■ **WHAT YOU HAVE TO DO**: Recast everything below, from the start of the data down to the line containing "262), (362, 177)]", as a Markdown table with the columns Row and Line. Number each row and leave out any blank lines.

■ **ROWS**:
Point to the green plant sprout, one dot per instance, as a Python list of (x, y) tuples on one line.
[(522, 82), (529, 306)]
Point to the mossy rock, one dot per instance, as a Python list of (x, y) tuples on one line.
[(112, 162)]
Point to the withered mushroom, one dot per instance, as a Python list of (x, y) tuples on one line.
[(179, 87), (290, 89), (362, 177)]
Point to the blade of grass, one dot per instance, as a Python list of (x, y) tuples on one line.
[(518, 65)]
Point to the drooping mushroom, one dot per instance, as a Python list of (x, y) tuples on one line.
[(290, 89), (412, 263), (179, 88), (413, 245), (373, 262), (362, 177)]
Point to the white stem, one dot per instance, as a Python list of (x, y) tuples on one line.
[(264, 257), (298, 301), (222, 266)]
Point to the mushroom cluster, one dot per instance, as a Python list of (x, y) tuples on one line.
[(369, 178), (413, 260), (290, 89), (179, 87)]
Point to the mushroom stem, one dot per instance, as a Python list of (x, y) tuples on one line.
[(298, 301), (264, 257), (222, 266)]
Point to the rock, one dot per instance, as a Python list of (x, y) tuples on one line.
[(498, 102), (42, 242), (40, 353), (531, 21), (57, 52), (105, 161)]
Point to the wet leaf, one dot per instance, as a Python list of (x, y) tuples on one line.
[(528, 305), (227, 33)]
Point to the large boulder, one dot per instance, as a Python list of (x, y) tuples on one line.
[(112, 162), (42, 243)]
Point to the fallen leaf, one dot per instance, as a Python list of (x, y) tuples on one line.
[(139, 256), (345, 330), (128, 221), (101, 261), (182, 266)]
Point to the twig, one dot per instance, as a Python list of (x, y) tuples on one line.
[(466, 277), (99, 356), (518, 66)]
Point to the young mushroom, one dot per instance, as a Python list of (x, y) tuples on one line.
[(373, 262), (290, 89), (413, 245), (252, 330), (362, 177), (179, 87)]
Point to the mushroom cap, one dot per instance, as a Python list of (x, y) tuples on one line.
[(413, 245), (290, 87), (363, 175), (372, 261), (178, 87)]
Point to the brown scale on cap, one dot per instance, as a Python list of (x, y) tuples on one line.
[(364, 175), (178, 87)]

■ **WORKED ANSWER**:
| Row | Line |
|---|---|
| 1 | Point to the green plant sprout, one dot per instance, as a Python list of (x, y) tuples on one line. |
| 2 | [(522, 82), (529, 306)] |
| 3 | Point to the mossy rock, one dot per instance, as a Python list of (x, y) tuples on one line. |
| 4 | [(112, 162)] |
| 5 | Point to the withered mushroom, one dot per instance, as a Python list of (x, y) tuples on one line. |
| 6 | [(179, 87), (290, 89), (362, 177)] |
| 7 | Point to the blade of grass, one dot per instance, as a Python list of (x, y) tuples on one line. |
| 8 | [(518, 65)] |
| 9 | Point to the drooping mushroom, one dot per instance, as a Python list of (x, y) tuples on one line. |
| 10 | [(290, 89), (412, 263), (179, 88), (413, 245), (373, 262), (362, 177)] |